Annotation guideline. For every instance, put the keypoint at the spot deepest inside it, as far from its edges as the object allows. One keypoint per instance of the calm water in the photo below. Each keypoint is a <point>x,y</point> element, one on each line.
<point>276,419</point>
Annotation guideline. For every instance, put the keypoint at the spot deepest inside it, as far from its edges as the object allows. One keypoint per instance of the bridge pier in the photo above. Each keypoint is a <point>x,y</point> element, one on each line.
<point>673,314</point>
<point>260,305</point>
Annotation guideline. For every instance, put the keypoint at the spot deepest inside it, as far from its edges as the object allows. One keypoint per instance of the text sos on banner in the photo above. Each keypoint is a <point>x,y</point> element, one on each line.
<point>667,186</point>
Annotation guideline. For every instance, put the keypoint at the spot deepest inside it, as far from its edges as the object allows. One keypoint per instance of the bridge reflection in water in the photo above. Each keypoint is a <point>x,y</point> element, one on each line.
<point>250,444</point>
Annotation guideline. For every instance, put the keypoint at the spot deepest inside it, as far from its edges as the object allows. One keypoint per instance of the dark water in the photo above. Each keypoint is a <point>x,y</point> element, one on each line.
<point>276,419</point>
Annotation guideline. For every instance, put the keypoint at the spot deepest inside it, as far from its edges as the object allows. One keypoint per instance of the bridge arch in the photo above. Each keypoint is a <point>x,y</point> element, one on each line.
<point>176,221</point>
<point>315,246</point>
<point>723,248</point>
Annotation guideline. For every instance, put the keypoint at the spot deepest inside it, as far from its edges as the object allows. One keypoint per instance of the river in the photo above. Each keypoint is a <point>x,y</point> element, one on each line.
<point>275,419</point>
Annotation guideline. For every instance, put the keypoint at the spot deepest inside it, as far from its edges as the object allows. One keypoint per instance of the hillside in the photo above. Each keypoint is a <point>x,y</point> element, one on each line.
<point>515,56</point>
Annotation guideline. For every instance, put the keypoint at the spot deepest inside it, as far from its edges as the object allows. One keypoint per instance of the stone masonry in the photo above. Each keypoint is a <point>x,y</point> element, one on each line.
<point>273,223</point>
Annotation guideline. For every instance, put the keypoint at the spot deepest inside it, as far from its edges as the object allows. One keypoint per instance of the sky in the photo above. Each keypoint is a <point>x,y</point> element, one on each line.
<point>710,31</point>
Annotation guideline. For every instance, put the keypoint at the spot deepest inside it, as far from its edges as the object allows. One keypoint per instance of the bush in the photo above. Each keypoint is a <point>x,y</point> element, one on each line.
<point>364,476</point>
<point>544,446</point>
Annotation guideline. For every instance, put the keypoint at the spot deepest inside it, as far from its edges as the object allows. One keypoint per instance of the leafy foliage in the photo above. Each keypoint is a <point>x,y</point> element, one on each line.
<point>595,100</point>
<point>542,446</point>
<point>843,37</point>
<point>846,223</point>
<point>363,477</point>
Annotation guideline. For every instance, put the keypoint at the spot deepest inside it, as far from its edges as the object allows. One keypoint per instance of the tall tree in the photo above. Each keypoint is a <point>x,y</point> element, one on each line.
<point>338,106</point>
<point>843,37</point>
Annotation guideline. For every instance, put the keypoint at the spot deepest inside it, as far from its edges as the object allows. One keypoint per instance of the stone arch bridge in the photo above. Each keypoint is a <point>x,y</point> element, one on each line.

----

• [Problem to work on] All records must be repeated exactly, with none skipped.

• [Task response]
Annotation guideline. For every instance, put the keypoint at the spot deepest inside it, as far from its edges as the object allows. One keypoint per instance of the calm water in the photo below. Each keypoint is a <point>x,y</point> element, one on each line.
<point>276,419</point>
Annotation guideline. For every instance, put the keypoint at the spot deepest inside it, as far from its edges as the object allows. One keypoint per instance of the bridge pier in the photo above. Each keypoint is a <point>x,y</point> element, one on each line.
<point>673,314</point>
<point>260,305</point>
Annotation guideline. For every instance, put the keypoint at the spot deepest inside it, as far from its edges as the object allows. One keypoint per instance of the text sos on banner in the photo above. Each keypoint is a <point>x,y</point> element, one on each line.
<point>667,186</point>
Annotation guideline. For every instance, put the keypoint at the spot deepest inside it, as far from its edges as the object allows. One keypoint per instance of the bridge reflection in water in the photo above. Each keypoint is a <point>x,y</point> element, one on each line.
<point>250,444</point>
Annotation guideline. For every instance, put the keypoint at the spot deepest inside it, as far from its edges as the object allows. One keypoint per instance of the dark water in the photo above. Each keypoint is a <point>x,y</point> element, one on each line.
<point>276,419</point>
Annotation guideline. For every instance, put the keypoint at the spot deepest inside it, as far from its edges as the object allows. One keypoint per instance of the bridge arch in the photo above. Each keypoint is a <point>x,y</point> element, one on each line.
<point>176,221</point>
<point>315,246</point>
<point>723,248</point>
Annotation guideline. For every instance, put the keypoint at the spot deepest inside it, as far from its edges as the object allows. One keypoint per instance of the river in the photo above. Each keypoint is a <point>x,y</point> element, one on each line.
<point>275,419</point>
Annotation guideline. For every instance, put the keypoint at the spot deepest inside it, as far from its edges as the object allows. One keypoint per instance of the hillside in the photo above. Each keypoint is a <point>x,y</point> element, one on each line.
<point>515,56</point>
Annotation guideline. For every instance, put the keypoint at the spot deepest inside it, as far from its edges as the object allows. One keypoint per instance of the stone masonry in the photo above. Each keypoint is a <point>x,y</point> element, one on each line.
<point>273,223</point>
Annotation guideline. For every instance, put the keypoint at the spot deepest inside it, as far from its edges as the object allows. One keypoint per instance of the sky in the photo above. Each keypoint is a <point>x,y</point> element, one on each line.
<point>710,31</point>
Annotation guideline. For every instance, put the keypoint at the spot deepest inside it, as far from its edges as the object allows. One keypoint per instance of the bush in the photo above. Each keypoint is a <point>x,y</point> element, one on each line.
<point>364,476</point>
<point>544,446</point>
Annotation guideline. For every instance, put the keypoint at the spot deepest inside it, as far from its edges as the object allows. One keypoint per instance of the leafy foliage in the photo above. Each keypoint is a <point>x,y</point> element, one on each line.
<point>595,100</point>
<point>542,446</point>
<point>843,37</point>
<point>846,223</point>
<point>363,477</point>
Annotation guideline. For every instance, put the keypoint at the spot deepest inside it, as far from its edges as the object allows. One keypoint per instance of the tall tree in the photo above. Each keypoint is a <point>x,y</point> element, one on each line.
<point>338,106</point>
<point>843,37</point>
Annotation guideline. For every instance, put the keypoint at the spot deepest inside it, as far from its edges as the object allows. One keypoint per instance of the stone arch bridge in the photo above. Each keypoint is a <point>x,y</point> element, one on each line.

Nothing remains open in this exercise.